Activities ▸
- A) From the article about earthworms mating with the wrong species, return the passage from "Clearly, something was" up to and including "Hence, the sterility.".
- B) Summarize the article about earthworms mating with the wrong species in two sentences.
- C) Write the next part of the article about earthworms mating with the wrong species, picking up after its final sentence.

Study text ▸
Lady Worms, Beware: Pick the Wrong Mate, End Up Dead
Sperm from the wrong species of worm will eat through a female worm’s innards
Nature has concocted all sorts of deterrents for preventing different species from trying to breed. There are distinct mating calls, strange mating behaviors and reproductive organs that simply don't fit together. For the humble earthworm that tries to become intimate with the wrong worm species, however, the stakes are much higher than a bit of wasted time and energy. Mating with the wrong earthworm fella, scientists have discovered, can kill females.
As Wired UK reports, researchers were perplexed to find that, when female worms mated with different species in the lab, the females tended to die. If they did survive, on the other hand, many were rendered sterile. And if they did somehow manage to survive and the mating proved successful, their offspring tended to have shorter-than-normal lives.
Clearly, something was amiss with these pairings. Cross-species matings usually do not prove deadly. The researchers took a closer look at the worms to find out what was going on. The foreign males' sperm, it turned out, was eating through the females' uteruses, spilling into their ovaries and fertilizing all the eggs at once—even the underdeveloped ones, Wired describes. Hence, the sterility.
But, as Wired writes, "the vicious sperm would not stop there." The sperm often continued their rampage beyond the ovaries. As the researchers told The Verge, the sperm would "migrate to inappropriate parts of the body," burrowing through the females' and causing tissue damage. Essentially, they said, the females were "overrun by sperm."

Dataset extract ▸
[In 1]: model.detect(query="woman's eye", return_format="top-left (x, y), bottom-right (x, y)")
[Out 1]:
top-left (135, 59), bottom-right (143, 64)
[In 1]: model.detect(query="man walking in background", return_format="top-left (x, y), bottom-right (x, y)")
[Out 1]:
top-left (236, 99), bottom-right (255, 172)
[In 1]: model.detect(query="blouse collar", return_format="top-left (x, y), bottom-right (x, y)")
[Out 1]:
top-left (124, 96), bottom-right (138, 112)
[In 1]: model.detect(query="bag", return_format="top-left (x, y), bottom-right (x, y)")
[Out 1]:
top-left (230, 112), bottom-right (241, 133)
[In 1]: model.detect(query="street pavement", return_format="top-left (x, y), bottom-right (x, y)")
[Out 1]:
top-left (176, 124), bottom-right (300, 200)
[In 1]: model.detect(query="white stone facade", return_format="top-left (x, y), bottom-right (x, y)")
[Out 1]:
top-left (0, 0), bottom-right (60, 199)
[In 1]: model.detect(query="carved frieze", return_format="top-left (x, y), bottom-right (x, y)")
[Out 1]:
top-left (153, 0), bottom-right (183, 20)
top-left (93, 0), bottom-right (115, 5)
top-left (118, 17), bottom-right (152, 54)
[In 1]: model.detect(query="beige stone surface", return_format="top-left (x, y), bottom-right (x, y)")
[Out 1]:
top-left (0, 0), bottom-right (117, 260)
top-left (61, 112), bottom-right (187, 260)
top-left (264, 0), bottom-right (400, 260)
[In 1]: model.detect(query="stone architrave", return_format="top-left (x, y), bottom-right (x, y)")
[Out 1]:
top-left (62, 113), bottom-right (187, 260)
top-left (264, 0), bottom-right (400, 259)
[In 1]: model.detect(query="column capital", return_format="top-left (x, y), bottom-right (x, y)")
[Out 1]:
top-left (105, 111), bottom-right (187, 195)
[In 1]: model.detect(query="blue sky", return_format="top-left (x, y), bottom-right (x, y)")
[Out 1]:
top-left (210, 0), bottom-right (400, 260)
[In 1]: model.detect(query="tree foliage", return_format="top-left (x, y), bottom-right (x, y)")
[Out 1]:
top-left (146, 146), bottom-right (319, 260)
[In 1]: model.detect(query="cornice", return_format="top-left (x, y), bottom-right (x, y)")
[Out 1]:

Expected results ▸
- A)
Clearly, something was amiss with these pairings. Cross-species matings usually do not prove deadly. The researchers took a closer look at the worms to find out what was going on. The foreign males' sperm, it turned out, was eating through the females' uteruses, spilling into their ovaries and fertilizing all the eggs at once—even the underdeveloped ones, Wired describes. Hence, the sterility.

- B) Researchers found that female earthworms that mated with males of a different species in the lab tended to die. Survivors were often sterile or had short-lived offspring, because the foreign sperm ate through the females' uteruses, fertilized all their eggs at once and often spread to other parts of the body, causing tissue damage.

- C)
Here's Wired on why the sperm would do such a thing:
The researchers believe that the answer lies in the divergence of sexual organ development in different worm species. Worm sperm is feisty at the best of times as it often has to compete with the sperm of multiple worms -- depending on how many males a female has mated with -- in order to gain access to the eggs. The females are usually able to cope physically with the sperm fight happening inside them, in order to go on to produce offspring. But this tolerance, as well as the aggressiveness of the male worms' sperm, seems to differ from species to species.
These females, it turned out, were not evolved to deal with this particularly aggressive sperm. However, mysteries remain. As the researchers told The Verge, "the biochemistry and genetic details controlling these mismatches are still a black box to us."